§ What to produce: Reproduce every one of the records below word for word, without any changes.

Excerpts from labeled region data:

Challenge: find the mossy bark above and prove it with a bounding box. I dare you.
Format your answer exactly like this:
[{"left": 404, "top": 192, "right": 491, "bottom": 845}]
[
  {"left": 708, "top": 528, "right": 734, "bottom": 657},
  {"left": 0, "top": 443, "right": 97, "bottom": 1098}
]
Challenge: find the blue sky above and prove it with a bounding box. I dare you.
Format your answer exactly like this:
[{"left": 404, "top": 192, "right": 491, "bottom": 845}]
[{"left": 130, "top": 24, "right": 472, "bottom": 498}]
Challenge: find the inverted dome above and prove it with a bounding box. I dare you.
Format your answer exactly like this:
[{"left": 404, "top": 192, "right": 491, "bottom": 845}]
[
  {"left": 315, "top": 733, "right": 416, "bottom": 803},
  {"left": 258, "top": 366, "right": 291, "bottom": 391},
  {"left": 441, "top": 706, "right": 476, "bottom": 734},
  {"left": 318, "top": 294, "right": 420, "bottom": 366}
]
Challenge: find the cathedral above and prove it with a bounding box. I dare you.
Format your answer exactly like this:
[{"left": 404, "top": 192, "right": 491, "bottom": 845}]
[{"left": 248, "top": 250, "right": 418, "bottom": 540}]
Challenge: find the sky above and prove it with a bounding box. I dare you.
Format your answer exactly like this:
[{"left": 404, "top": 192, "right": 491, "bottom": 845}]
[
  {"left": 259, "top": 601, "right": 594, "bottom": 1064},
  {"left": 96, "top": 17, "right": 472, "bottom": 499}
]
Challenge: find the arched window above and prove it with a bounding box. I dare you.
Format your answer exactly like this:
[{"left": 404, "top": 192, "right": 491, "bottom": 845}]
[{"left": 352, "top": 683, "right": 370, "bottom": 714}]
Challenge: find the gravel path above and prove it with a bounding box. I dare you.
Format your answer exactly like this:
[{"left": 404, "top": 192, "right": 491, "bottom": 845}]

§ Correct result:
Challenge: find the mossy bark above and prove it with a bounding box. I dare you.
Format your answer exactly like this:
[{"left": 404, "top": 192, "right": 491, "bottom": 845}]
[
  {"left": 708, "top": 528, "right": 734, "bottom": 657},
  {"left": 0, "top": 443, "right": 97, "bottom": 1098}
]
Challenge: find the blue sky above and prove it with a bounding box. I dare you.
Format your answer exactly like this:
[{"left": 404, "top": 192, "right": 491, "bottom": 845}]
[{"left": 130, "top": 24, "right": 472, "bottom": 498}]
Challenge: find the inverted dome above and prove it with a bounding box. I dare you.
Format your answer exactly like this:
[{"left": 404, "top": 192, "right": 491, "bottom": 845}]
[
  {"left": 315, "top": 733, "right": 416, "bottom": 803},
  {"left": 258, "top": 366, "right": 291, "bottom": 391},
  {"left": 441, "top": 706, "right": 476, "bottom": 734},
  {"left": 318, "top": 294, "right": 420, "bottom": 366}
]
Challenge: find the cathedral above and prove it with a bounding box. I dare you.
Format your answer exactly like this:
[{"left": 404, "top": 192, "right": 491, "bottom": 845}]
[{"left": 248, "top": 250, "right": 418, "bottom": 540}]
Challenge: find the sky above and prove it with a bounding box. I dare you.
Format your answer exactly like this:
[{"left": 404, "top": 192, "right": 491, "bottom": 845}]
[
  {"left": 259, "top": 601, "right": 594, "bottom": 1064},
  {"left": 96, "top": 17, "right": 472, "bottom": 499}
]
Challenge: find the arched window above and prove it with a bounding box. I dare you.
Format your answer exactly like this:
[{"left": 404, "top": 192, "right": 491, "bottom": 845}]
[{"left": 352, "top": 683, "right": 370, "bottom": 714}]
Challenge: find the gravel path above and prove it with a bounding box. I dare you.
Format your answer exactly like this:
[{"left": 404, "top": 192, "right": 491, "bottom": 845}]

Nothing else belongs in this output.